## Task details
From the line containing "Target: wooden gazebo" down to the last line of the material, return those lines verbatim and only those.
Entries shown below:
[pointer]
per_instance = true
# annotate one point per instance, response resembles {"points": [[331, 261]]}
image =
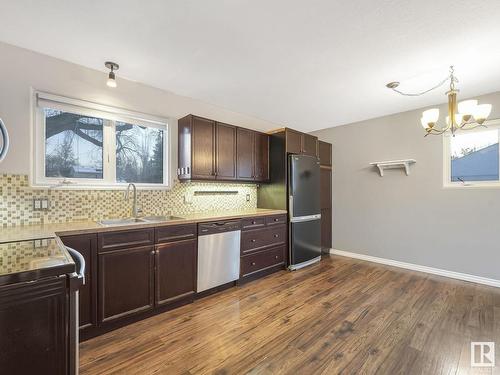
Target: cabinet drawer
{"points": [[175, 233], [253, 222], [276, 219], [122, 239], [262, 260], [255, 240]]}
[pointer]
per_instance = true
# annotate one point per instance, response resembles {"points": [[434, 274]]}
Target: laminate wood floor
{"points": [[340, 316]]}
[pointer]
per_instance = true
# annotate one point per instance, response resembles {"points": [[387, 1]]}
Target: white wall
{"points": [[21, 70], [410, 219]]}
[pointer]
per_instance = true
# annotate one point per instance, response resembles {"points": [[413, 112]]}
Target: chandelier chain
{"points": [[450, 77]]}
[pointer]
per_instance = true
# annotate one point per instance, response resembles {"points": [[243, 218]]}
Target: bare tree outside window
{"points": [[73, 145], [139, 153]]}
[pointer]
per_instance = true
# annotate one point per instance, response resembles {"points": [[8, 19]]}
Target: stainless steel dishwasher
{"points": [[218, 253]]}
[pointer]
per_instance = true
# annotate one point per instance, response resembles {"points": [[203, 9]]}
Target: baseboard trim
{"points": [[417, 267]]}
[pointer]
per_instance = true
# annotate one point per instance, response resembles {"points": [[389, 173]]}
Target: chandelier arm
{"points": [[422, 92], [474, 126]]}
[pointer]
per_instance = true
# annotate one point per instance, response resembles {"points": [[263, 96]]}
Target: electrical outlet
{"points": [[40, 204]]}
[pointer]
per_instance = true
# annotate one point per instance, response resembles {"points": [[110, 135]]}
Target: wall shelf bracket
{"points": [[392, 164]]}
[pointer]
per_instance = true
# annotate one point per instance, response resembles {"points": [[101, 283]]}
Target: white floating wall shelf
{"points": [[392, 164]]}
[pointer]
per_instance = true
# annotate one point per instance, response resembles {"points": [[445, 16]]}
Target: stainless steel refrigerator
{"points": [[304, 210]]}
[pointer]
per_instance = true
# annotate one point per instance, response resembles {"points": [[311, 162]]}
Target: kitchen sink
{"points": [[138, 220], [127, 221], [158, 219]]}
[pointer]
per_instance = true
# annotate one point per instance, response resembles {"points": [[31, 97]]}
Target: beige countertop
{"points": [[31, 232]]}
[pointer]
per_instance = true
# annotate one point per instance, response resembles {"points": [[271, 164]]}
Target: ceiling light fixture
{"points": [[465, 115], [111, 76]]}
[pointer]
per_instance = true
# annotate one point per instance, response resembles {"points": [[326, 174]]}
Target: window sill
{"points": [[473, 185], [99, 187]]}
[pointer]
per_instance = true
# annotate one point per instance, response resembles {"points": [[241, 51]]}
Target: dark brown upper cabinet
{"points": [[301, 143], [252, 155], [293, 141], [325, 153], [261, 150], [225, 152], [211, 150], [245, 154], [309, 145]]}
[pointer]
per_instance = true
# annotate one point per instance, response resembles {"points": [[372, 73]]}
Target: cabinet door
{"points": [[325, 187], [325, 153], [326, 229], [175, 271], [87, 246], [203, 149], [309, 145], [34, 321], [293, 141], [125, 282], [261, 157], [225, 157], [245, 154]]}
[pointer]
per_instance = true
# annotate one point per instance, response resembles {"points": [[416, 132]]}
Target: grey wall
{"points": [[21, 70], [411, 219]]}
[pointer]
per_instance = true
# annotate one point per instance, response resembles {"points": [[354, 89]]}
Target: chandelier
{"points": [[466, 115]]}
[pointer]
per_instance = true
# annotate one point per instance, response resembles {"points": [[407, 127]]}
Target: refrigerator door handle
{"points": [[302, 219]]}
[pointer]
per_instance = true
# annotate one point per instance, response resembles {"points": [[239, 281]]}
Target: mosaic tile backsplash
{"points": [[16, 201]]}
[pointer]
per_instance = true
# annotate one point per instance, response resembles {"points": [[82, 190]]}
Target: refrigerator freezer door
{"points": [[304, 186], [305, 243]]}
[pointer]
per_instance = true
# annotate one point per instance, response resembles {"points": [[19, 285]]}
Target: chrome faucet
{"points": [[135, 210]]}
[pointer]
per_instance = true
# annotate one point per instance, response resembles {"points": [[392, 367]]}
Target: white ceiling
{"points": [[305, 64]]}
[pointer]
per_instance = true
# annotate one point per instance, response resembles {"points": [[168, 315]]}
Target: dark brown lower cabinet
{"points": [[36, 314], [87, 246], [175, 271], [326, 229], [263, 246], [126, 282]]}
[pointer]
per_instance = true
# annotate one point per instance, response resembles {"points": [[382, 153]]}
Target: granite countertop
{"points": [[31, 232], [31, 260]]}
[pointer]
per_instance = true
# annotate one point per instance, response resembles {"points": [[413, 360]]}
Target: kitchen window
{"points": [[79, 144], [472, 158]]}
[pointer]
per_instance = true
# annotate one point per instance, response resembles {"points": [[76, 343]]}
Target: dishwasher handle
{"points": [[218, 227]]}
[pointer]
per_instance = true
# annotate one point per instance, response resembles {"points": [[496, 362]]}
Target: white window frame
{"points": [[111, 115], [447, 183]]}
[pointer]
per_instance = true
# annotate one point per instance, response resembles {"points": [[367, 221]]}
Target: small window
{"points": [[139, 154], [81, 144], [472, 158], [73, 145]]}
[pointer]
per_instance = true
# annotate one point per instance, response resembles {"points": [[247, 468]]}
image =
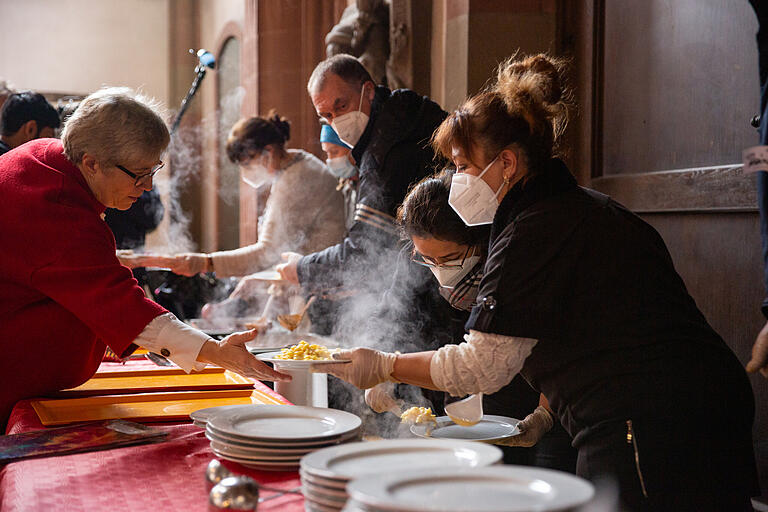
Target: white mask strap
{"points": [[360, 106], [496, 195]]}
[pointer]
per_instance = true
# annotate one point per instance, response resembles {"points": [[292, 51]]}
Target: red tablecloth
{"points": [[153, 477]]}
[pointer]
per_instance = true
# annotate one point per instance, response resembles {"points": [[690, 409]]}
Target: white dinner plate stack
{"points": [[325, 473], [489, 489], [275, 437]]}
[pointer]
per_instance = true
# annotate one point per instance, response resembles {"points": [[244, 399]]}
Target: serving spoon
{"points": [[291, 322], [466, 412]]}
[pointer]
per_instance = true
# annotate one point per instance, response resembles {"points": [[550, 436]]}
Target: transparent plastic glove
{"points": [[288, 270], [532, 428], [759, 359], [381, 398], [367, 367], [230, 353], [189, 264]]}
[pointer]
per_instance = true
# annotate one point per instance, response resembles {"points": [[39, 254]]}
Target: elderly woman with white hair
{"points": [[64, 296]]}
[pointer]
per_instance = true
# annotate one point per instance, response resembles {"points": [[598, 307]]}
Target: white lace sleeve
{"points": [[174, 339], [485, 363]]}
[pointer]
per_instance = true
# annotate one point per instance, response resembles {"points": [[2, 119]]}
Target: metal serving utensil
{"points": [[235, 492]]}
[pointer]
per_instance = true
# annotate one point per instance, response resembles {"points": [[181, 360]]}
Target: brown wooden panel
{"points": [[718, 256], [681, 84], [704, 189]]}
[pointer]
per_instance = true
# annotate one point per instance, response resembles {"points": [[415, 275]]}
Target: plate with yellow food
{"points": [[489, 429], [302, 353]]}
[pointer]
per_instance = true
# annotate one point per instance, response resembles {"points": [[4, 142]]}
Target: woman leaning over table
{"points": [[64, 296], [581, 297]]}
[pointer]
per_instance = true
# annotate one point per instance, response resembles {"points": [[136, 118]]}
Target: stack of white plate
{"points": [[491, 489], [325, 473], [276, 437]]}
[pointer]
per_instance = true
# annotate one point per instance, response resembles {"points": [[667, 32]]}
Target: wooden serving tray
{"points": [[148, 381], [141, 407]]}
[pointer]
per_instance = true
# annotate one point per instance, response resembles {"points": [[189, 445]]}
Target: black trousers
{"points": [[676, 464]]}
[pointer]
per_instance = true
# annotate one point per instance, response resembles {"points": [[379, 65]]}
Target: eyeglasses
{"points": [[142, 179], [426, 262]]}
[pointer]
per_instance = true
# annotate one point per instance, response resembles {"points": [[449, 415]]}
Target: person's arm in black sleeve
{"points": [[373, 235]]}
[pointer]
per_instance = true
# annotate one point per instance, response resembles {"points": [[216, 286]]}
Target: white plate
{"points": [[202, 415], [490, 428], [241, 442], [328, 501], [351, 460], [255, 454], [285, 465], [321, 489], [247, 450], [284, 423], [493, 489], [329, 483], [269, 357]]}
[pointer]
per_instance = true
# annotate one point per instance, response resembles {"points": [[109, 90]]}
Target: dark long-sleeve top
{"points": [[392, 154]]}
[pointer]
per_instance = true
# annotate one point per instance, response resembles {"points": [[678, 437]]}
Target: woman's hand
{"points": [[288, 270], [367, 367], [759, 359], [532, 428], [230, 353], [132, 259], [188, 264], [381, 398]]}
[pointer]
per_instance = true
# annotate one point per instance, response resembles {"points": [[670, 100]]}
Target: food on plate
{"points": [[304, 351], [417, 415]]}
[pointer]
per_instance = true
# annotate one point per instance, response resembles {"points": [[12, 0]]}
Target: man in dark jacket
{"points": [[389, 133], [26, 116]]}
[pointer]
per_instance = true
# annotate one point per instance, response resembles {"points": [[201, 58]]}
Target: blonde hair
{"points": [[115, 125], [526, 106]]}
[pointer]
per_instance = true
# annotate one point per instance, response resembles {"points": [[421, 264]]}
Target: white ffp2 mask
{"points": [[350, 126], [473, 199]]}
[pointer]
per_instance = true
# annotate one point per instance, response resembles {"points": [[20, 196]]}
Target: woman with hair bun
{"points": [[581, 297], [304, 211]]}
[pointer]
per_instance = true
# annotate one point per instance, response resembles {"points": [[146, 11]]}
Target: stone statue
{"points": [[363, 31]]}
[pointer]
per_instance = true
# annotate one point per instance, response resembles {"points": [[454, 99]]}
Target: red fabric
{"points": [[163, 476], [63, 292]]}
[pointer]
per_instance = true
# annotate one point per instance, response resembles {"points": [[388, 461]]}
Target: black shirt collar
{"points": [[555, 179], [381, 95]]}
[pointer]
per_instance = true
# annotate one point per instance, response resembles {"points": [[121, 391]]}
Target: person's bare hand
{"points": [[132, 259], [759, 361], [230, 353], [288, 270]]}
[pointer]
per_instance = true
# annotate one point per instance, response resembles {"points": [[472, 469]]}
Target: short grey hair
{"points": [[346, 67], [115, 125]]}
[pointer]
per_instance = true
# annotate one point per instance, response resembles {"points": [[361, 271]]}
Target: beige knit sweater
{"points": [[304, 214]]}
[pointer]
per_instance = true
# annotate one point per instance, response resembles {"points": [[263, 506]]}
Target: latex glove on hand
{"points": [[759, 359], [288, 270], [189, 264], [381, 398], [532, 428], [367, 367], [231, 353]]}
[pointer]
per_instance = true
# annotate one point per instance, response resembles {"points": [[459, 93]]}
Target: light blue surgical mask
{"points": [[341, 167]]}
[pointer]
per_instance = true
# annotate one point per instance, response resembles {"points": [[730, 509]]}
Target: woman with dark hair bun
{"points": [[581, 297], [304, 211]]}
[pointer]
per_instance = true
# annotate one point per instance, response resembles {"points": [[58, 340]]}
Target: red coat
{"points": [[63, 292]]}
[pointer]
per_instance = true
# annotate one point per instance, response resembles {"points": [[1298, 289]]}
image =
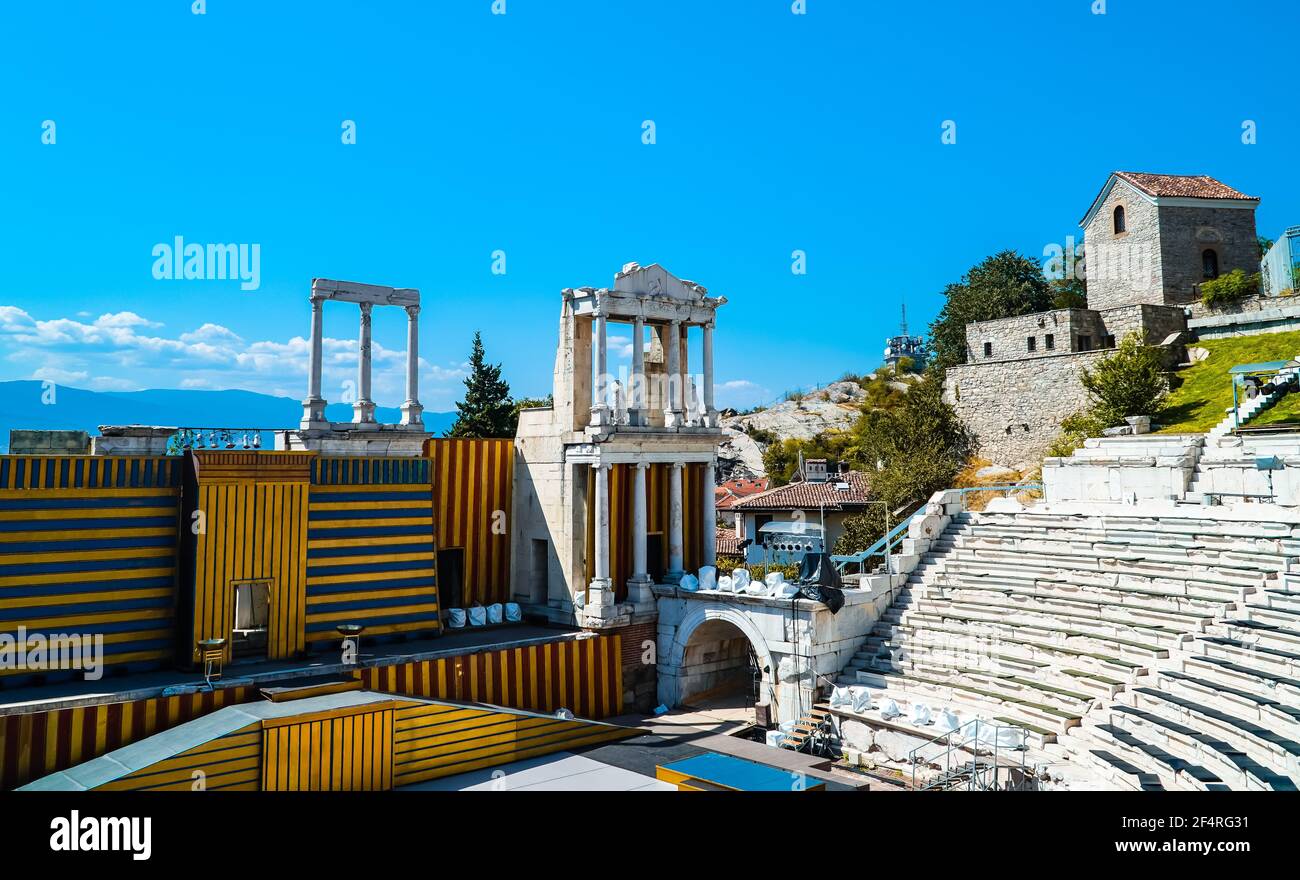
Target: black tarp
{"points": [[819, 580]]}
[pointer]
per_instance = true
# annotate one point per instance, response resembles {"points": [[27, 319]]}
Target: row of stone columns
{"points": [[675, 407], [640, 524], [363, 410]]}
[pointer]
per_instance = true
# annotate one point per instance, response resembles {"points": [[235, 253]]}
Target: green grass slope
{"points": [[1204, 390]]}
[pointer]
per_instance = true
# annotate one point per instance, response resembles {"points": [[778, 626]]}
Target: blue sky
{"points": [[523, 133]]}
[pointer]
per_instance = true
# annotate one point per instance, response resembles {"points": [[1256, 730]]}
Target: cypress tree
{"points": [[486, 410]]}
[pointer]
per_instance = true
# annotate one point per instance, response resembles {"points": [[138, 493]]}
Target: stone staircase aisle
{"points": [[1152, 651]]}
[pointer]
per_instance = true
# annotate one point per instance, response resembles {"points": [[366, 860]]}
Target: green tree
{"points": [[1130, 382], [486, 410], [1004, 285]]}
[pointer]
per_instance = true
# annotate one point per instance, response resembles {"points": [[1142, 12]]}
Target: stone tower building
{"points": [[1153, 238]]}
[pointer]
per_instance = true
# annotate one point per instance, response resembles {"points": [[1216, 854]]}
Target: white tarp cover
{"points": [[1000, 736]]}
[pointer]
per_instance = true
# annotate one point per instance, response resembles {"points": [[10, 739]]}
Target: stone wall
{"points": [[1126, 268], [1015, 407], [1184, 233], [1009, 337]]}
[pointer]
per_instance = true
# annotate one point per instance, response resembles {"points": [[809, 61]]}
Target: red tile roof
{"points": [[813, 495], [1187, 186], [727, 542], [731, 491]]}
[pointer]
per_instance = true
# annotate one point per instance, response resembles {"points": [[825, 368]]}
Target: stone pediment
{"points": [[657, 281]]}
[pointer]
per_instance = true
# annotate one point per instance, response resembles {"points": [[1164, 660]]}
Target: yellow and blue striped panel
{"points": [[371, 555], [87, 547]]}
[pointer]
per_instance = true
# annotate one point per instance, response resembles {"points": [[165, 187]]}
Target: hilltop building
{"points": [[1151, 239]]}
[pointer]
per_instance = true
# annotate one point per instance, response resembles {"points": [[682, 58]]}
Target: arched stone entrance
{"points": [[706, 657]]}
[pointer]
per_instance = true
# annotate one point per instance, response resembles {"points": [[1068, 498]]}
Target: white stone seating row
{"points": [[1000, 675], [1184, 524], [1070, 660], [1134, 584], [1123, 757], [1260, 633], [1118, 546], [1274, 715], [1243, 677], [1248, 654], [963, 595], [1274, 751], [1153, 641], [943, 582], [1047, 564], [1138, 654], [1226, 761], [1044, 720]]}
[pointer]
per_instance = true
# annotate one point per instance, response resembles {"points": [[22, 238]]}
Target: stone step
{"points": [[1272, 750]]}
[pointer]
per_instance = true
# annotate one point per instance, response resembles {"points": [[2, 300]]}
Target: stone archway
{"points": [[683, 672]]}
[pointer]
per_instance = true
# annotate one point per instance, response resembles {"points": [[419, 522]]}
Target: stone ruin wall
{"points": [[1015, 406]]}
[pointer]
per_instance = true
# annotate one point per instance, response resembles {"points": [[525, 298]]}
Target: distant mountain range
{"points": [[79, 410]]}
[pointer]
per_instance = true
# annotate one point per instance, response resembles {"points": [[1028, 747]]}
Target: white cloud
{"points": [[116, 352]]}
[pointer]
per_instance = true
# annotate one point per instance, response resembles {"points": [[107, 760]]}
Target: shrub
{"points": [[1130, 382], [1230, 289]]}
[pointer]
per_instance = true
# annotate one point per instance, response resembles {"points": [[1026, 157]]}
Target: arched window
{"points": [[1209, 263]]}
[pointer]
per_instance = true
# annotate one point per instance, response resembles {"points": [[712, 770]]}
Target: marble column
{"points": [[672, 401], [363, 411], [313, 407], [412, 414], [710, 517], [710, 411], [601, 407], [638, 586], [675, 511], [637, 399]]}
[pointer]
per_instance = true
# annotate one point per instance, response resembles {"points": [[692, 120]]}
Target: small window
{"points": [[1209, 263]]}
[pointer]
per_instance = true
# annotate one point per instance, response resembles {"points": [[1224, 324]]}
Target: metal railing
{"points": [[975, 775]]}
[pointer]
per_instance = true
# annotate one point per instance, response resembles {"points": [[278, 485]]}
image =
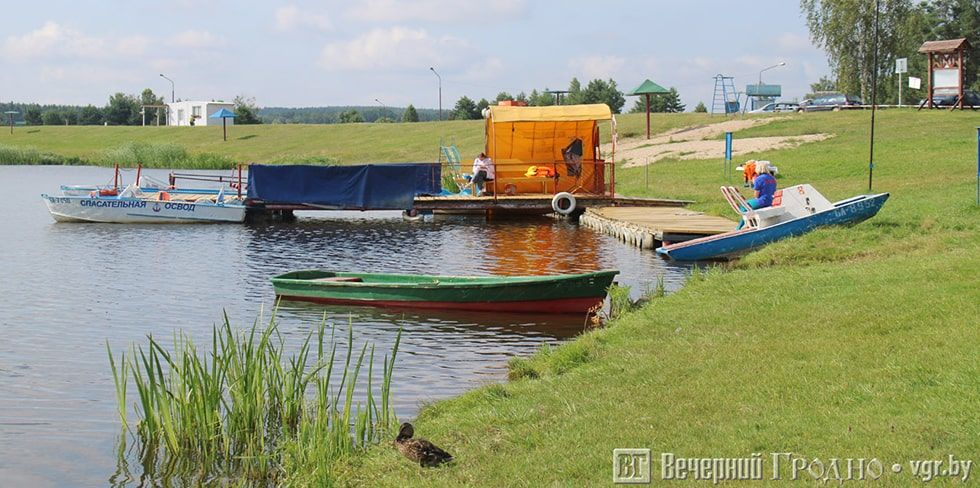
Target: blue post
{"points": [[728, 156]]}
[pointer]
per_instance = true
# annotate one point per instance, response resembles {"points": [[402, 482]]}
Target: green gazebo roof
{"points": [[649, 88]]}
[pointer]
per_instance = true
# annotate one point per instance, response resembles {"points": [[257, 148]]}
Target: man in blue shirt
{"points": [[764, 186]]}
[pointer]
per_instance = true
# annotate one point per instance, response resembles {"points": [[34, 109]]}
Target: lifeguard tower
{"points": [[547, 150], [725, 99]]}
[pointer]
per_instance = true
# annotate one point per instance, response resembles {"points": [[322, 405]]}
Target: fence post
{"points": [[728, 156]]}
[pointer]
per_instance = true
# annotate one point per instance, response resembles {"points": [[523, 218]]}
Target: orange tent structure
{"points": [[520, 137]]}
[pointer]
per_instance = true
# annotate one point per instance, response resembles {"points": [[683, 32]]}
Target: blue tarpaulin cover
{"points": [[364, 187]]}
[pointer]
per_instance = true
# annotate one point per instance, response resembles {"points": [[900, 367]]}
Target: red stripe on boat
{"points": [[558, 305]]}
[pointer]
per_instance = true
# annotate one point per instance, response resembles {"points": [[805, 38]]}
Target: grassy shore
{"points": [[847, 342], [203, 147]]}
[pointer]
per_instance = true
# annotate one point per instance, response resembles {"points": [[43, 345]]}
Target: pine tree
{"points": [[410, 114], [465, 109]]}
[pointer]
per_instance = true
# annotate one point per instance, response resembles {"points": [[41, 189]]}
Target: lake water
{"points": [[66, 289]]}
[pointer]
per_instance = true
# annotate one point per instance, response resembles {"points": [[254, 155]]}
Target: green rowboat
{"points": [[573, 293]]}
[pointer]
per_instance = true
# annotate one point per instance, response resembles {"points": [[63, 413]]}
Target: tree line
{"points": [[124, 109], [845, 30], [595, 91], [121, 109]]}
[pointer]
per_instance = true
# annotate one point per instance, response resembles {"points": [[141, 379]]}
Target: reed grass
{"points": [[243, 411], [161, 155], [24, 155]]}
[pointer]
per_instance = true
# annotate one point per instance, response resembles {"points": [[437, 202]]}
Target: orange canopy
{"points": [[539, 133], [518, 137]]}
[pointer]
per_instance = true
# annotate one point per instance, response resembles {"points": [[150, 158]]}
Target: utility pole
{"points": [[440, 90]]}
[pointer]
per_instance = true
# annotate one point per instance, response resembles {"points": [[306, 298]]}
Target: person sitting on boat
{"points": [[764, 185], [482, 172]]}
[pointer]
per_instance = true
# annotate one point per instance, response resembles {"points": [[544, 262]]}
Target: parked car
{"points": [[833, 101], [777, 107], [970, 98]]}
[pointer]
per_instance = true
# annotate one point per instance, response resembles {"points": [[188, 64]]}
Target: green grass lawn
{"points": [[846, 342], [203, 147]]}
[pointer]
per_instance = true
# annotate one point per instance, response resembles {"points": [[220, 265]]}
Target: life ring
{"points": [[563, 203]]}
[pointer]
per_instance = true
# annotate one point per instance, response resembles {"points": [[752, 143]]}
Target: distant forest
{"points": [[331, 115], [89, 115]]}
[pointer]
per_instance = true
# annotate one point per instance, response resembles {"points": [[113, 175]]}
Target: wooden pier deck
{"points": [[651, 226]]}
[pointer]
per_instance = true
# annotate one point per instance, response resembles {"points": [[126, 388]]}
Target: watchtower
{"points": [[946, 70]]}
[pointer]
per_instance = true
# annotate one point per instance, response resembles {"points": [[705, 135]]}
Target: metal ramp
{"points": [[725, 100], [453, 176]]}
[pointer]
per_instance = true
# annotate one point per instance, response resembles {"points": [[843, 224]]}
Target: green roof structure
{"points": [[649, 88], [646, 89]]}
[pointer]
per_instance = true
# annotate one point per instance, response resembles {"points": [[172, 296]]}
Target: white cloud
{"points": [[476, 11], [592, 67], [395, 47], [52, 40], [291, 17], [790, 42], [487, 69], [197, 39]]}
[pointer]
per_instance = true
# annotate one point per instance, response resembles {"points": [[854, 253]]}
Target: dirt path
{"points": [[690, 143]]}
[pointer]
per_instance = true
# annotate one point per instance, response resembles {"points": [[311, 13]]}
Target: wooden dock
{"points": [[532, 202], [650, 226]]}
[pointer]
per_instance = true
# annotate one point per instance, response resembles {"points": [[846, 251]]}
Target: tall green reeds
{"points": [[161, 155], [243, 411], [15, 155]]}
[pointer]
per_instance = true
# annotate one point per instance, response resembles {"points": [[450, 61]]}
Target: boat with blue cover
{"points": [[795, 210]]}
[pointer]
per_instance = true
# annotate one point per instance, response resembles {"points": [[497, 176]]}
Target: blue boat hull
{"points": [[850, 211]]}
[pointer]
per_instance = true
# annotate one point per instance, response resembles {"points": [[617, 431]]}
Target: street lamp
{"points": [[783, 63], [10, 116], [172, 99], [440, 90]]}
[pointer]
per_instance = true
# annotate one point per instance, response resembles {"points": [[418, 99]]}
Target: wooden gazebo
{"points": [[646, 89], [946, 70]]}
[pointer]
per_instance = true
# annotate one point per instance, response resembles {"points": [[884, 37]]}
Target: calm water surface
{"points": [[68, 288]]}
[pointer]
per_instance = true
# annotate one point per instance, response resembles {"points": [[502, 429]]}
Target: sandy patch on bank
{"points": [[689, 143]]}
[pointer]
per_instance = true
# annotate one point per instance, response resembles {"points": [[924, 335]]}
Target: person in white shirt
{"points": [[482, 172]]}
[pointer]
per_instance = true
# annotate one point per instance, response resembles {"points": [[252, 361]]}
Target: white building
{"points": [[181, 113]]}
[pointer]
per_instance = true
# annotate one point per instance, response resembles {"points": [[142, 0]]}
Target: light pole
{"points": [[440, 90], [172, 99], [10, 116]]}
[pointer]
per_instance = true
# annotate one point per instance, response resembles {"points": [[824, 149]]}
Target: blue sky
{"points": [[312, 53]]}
End of Entries shown.
## Answer to the problem
Target: wooden gazebo
{"points": [[646, 89], [946, 70]]}
[pointer]
per_instance = true
# annotate one point per instance, response resembles {"points": [[884, 37]]}
Target: calm water surface
{"points": [[68, 288]]}
[pointer]
per_instance = true
# annotate one point per instance, response resembles {"points": [[502, 429]]}
Target: sandy patch on bank
{"points": [[689, 143]]}
[pointer]
per_instance = true
# annotate one point per instance, response resembles {"points": [[924, 335]]}
Target: person in white shirt
{"points": [[482, 172]]}
[pointer]
per_instance = true
# annotate one point per instance, response resembles {"points": [[252, 361]]}
Target: white building
{"points": [[181, 113]]}
[pointer]
per_instance = true
# annotate one point per instance, response resembles {"points": [[142, 0]]}
Target: light pole
{"points": [[440, 90], [172, 99], [10, 116]]}
[pointer]
per_instance = true
# annotate one point per instance, response resembles {"points": [[824, 149]]}
Target: blue sky
{"points": [[312, 53]]}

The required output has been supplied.